▶ **EXERCISE DESCRIPTION**:
Copy every row below word for word, and leave the pictures out of your answer.

Extracted data entries
+++++

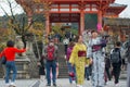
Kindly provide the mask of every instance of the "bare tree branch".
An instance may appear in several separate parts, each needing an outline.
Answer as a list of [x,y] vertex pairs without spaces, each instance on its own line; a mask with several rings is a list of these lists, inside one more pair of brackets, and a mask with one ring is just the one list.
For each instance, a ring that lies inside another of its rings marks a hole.
[[6,15],[8,17],[10,17],[9,14],[8,14],[8,12],[2,8],[2,5],[0,5],[0,8],[1,8],[2,11],[5,13],[5,15]]
[[9,7],[10,7],[10,11],[11,11],[12,17],[13,17],[13,20],[15,21],[15,16],[14,16],[14,14],[13,14],[13,9],[12,9],[12,3],[11,3],[10,0],[6,0],[6,1],[8,1],[8,3],[9,3]]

+++++

▶ **THE COMPLETED TASK**:
Kindly provide the mask of every instance of the "bare tree branch".
An instance may appear in several separate parts, each needing an outline.
Answer as a list of [x,y] vertex pairs without spaces, each instance on its own line; a mask with several rings is a list of these lists, inside one more pair of brackets, and a mask with one ring is just the one list.
For each instance, a ring that lies inside another of its rings marks a hole.
[[6,15],[8,17],[10,17],[9,14],[8,14],[8,12],[2,8],[2,5],[0,5],[0,8],[1,8],[2,11],[5,13],[5,15]]
[[9,7],[10,7],[10,11],[11,11],[12,17],[13,17],[13,20],[15,21],[15,16],[14,16],[14,14],[13,14],[13,9],[12,9],[12,3],[11,3],[10,0],[6,0],[6,1],[8,1],[8,3],[9,3]]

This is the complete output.